_TASK STATEMENT:_
Print every line of the following entries again, character for character, without changing anything.

_AVAILABLE RECORDS:_

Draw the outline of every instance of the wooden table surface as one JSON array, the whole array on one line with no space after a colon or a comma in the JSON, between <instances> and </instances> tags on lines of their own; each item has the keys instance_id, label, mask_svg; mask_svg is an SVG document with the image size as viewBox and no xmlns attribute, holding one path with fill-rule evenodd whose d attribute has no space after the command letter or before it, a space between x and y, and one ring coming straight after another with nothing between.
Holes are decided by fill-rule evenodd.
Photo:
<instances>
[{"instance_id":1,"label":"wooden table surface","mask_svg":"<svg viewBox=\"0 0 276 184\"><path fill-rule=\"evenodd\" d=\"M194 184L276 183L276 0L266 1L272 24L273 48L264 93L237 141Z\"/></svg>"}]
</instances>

_FULL ANSWER:_
Draw the outline of every instance of the wooden table surface as one JSON array, the whole array on one line with no space after a colon or a comma in the JSON, between <instances> and </instances> tags on lines of their own; each item has the keys instance_id, label, mask_svg; mask_svg is an SVG document with the image size as viewBox and no xmlns attribute, holding one path with fill-rule evenodd whose d attribute has no space after the command letter or before it, a space between x and y, and one ring coming straight after another with nothing between.
Holes are decided by fill-rule evenodd.
Photo:
<instances>
[{"instance_id":1,"label":"wooden table surface","mask_svg":"<svg viewBox=\"0 0 276 184\"><path fill-rule=\"evenodd\" d=\"M194 184L276 183L276 0L266 1L272 24L273 48L264 93L237 141Z\"/></svg>"}]
</instances>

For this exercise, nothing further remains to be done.